» DATASET ENTRIES
===

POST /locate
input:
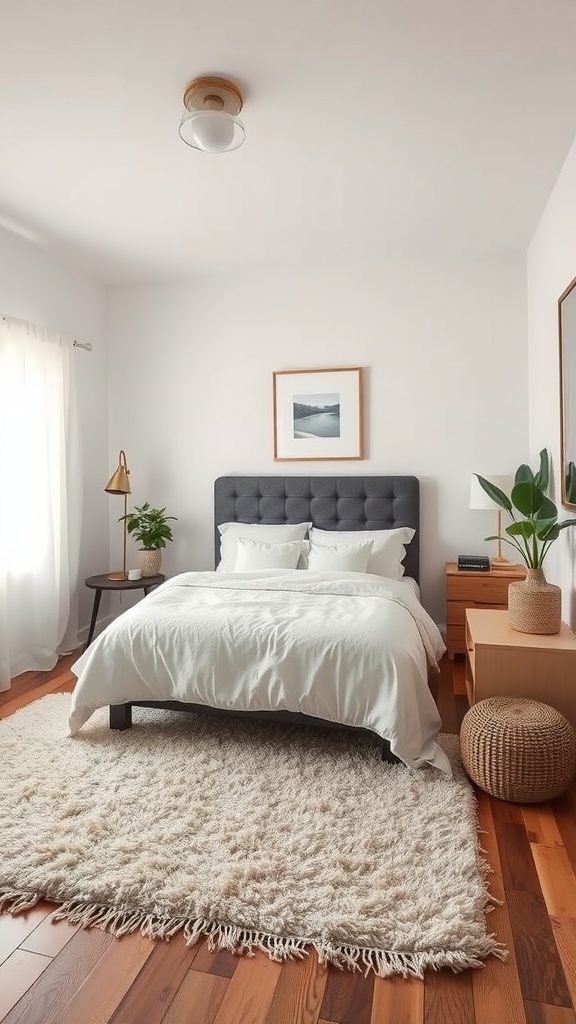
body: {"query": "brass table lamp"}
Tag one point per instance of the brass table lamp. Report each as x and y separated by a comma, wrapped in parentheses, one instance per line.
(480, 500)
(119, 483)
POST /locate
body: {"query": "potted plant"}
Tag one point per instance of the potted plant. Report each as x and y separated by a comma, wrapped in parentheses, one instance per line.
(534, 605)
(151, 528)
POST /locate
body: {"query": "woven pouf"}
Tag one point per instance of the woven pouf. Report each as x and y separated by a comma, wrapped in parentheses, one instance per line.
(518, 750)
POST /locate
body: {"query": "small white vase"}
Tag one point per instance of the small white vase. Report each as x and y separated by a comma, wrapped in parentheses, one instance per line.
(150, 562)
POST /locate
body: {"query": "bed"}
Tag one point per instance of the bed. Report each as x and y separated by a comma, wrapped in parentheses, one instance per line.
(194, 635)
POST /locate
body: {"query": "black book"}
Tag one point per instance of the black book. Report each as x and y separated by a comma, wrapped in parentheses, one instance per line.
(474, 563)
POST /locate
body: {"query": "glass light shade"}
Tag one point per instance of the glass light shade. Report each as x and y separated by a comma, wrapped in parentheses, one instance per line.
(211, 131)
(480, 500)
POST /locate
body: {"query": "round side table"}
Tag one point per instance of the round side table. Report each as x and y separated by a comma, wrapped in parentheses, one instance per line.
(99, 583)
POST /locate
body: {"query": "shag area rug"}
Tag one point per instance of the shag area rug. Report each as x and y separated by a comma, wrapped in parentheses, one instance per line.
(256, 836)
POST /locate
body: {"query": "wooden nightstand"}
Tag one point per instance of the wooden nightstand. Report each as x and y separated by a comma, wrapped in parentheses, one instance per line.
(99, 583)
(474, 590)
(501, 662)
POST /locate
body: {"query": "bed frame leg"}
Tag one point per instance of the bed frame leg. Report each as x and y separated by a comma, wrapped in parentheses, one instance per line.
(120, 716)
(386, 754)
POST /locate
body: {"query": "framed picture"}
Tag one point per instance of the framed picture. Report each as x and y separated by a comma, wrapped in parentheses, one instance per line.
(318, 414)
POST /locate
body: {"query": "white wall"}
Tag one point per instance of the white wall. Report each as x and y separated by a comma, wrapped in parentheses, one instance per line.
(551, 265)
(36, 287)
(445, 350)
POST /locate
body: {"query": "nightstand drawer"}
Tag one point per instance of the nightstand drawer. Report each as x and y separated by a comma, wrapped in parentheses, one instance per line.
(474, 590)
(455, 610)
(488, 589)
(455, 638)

===

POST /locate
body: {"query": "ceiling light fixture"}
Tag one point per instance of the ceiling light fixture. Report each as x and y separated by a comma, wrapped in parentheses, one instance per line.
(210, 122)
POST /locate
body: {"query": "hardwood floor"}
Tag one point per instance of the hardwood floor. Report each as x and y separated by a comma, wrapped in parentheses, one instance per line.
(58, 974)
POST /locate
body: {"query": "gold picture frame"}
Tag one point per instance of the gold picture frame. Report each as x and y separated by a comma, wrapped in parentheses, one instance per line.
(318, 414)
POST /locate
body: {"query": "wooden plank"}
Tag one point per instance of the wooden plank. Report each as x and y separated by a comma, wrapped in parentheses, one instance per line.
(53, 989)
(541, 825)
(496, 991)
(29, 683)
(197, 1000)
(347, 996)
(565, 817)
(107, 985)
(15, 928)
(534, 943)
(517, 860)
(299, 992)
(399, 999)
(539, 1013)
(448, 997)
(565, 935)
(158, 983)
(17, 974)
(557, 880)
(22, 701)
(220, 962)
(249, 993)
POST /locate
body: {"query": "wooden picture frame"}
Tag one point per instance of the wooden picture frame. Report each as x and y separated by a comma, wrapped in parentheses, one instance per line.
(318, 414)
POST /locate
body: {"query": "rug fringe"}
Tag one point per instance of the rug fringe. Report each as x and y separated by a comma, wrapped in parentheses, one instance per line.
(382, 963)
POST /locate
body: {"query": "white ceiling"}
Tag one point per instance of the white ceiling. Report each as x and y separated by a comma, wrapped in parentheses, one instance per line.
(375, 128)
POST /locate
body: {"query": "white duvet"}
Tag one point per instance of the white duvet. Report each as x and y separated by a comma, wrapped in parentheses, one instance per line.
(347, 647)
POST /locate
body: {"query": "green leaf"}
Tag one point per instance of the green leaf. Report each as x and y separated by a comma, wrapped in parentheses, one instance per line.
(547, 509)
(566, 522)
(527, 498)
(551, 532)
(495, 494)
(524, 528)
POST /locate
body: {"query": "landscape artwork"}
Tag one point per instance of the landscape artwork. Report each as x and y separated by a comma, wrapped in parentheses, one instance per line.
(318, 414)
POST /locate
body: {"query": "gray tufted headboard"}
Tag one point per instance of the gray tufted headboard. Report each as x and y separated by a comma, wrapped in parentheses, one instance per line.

===

Find each line in the material above that contains the word "black", and copy those lines. Case counts, so match only that exact capitalization.

body: {"query": "black book"}
Tag one point per instance of the black book. Report each as x and y separated by a comma, wrapped in parentheses, one instance per line.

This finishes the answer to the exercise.